About this exercise. Quote everything in the data below from its first line down to the line that contains "positive clicks: (423, 449)", including that line.

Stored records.
= = = =

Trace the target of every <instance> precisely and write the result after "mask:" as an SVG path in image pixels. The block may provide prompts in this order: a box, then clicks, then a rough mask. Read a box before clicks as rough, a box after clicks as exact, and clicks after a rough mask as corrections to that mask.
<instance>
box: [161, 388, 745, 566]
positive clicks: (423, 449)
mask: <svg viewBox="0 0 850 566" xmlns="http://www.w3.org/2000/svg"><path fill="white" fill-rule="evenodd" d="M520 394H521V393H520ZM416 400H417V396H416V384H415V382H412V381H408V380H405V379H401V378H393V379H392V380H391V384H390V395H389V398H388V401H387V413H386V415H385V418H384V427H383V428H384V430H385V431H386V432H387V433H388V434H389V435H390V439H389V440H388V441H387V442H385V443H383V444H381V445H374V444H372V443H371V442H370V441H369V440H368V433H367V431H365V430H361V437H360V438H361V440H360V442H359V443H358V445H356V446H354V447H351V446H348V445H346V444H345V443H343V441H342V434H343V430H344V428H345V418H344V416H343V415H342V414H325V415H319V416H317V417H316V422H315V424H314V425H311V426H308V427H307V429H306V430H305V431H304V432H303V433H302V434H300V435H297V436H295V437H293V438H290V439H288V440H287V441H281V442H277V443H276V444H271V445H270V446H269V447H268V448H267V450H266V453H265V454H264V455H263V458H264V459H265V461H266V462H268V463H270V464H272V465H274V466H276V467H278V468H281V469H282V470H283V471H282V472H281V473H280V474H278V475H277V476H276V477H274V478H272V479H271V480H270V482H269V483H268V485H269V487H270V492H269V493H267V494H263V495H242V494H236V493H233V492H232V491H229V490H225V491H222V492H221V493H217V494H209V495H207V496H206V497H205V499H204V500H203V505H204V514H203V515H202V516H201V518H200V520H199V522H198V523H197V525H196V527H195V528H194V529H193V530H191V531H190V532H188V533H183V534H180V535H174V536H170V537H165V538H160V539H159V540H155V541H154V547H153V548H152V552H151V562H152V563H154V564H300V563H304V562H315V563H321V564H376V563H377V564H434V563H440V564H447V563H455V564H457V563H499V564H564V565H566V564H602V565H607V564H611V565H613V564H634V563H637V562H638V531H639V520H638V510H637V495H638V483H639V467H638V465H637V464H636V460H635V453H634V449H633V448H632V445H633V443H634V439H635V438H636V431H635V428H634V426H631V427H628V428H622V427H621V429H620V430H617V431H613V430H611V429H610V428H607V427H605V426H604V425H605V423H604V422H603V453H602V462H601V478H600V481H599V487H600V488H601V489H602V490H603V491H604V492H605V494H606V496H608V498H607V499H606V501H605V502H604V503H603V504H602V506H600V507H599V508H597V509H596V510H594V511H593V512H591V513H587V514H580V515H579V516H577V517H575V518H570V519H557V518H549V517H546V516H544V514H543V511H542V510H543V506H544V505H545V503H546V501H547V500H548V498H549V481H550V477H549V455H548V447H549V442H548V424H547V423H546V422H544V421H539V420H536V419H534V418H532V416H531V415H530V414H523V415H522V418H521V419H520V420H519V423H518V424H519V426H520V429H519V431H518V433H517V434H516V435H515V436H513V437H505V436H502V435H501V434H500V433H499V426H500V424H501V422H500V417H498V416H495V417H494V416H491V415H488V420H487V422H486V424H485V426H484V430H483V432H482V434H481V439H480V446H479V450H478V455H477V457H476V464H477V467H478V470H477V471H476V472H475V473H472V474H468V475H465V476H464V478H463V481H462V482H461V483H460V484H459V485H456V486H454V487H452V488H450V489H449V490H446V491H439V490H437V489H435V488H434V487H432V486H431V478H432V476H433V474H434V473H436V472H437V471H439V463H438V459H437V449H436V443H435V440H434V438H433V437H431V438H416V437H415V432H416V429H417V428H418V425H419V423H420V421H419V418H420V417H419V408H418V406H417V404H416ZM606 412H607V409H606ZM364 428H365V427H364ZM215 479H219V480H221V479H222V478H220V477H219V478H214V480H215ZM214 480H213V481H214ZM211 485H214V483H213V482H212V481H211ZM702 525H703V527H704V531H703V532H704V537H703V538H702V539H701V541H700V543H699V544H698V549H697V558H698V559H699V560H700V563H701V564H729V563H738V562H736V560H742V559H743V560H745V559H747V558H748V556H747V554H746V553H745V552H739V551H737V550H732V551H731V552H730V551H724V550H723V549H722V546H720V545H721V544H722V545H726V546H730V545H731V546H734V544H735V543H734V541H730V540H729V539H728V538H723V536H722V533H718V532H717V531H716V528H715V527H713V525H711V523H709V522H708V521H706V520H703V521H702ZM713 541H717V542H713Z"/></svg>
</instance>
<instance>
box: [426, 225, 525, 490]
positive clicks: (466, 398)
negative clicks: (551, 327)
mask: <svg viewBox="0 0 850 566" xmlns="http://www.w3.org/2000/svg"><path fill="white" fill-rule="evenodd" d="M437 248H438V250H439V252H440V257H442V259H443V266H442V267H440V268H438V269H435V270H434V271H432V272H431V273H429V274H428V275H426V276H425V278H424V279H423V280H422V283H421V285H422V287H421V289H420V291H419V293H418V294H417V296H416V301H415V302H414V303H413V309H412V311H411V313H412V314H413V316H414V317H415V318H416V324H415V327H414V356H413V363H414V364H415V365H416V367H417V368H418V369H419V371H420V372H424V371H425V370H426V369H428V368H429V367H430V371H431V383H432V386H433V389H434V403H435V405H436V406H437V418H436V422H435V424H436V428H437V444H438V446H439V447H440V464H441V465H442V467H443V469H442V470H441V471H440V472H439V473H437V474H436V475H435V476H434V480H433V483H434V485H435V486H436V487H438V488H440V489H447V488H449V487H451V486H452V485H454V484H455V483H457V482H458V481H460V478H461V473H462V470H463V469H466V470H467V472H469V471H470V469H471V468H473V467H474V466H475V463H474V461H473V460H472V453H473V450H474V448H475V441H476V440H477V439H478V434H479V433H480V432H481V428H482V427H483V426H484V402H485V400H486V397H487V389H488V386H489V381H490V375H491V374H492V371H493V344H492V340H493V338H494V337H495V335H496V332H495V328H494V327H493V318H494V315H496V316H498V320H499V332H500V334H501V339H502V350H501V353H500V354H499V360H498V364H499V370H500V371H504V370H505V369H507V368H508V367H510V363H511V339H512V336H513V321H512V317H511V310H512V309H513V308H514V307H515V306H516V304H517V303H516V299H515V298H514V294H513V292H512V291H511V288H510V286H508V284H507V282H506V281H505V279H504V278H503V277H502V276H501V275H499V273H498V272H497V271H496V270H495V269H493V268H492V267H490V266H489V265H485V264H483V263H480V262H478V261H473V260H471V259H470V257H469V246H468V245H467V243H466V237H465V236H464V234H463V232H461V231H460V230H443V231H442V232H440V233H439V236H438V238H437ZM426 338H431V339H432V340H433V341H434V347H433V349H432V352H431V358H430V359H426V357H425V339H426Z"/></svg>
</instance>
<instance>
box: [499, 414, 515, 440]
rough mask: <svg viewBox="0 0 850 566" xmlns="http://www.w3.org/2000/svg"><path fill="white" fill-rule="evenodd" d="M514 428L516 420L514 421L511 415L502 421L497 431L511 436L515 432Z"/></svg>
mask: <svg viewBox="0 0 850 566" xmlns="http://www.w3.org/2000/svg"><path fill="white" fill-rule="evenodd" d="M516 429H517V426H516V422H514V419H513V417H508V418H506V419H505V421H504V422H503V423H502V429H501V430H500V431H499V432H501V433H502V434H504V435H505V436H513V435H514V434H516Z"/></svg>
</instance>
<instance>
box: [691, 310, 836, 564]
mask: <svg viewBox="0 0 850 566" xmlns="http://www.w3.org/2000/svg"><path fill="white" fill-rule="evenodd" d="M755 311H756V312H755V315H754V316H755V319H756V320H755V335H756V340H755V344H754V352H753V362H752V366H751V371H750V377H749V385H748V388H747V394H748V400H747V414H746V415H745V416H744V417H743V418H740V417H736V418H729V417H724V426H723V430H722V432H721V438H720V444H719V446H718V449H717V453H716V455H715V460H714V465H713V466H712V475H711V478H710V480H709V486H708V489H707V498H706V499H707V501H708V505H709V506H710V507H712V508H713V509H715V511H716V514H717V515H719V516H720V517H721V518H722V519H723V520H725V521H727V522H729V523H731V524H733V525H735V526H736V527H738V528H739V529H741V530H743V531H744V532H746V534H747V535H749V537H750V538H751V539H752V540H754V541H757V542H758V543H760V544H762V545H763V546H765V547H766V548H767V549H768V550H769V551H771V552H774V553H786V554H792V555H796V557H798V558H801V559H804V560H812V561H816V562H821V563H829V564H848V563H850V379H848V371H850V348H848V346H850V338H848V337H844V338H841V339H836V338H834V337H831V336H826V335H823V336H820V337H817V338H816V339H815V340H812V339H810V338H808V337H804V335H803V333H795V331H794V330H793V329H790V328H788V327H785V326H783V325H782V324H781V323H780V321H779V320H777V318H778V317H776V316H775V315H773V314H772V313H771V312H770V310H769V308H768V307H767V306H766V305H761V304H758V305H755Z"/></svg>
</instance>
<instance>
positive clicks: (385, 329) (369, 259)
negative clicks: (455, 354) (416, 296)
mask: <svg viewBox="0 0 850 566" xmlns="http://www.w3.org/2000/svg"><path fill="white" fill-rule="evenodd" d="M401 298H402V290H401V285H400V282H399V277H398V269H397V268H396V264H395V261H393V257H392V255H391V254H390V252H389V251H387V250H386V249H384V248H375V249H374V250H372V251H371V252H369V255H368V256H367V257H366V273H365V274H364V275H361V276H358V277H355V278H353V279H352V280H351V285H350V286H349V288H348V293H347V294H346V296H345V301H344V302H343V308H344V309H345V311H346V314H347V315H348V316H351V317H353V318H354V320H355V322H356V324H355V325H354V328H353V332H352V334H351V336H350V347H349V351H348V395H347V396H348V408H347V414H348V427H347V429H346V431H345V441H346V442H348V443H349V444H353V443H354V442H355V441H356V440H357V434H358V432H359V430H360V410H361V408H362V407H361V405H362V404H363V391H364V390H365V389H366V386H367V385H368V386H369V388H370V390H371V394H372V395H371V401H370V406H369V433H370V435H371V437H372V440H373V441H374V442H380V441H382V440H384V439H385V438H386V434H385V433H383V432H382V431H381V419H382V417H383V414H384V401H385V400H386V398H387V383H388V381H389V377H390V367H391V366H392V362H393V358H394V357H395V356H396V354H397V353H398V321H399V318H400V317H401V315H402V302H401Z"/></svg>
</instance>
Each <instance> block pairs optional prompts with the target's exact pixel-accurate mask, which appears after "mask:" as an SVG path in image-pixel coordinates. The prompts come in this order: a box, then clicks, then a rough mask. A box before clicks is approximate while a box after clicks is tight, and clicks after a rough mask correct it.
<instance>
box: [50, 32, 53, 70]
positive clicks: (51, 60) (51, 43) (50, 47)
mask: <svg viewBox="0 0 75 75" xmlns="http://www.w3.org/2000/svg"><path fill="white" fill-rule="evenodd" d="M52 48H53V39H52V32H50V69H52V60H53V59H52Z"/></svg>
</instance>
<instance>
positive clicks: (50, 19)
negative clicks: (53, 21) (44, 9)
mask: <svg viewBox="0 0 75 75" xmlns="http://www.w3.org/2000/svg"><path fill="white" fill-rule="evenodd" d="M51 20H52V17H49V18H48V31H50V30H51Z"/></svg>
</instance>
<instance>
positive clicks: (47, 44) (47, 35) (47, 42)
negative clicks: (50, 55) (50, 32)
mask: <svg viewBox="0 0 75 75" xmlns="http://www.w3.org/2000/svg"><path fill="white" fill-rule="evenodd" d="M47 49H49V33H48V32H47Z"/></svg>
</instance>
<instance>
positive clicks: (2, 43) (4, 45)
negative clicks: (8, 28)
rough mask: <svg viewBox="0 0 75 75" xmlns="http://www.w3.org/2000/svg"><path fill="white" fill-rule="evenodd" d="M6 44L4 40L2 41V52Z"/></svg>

= = = =

Final answer.
Trace the target of every <instance> precisely and write the result after "mask:" as an SVG path in image pixels. The block may provide prompts in this order: a box, then clicks, then a rough mask. Read a box before clicks as rough, a box after clicks as exact, and clicks after a rough mask as corrections to that mask.
<instance>
box: [161, 388, 745, 566]
positive clicks: (423, 449)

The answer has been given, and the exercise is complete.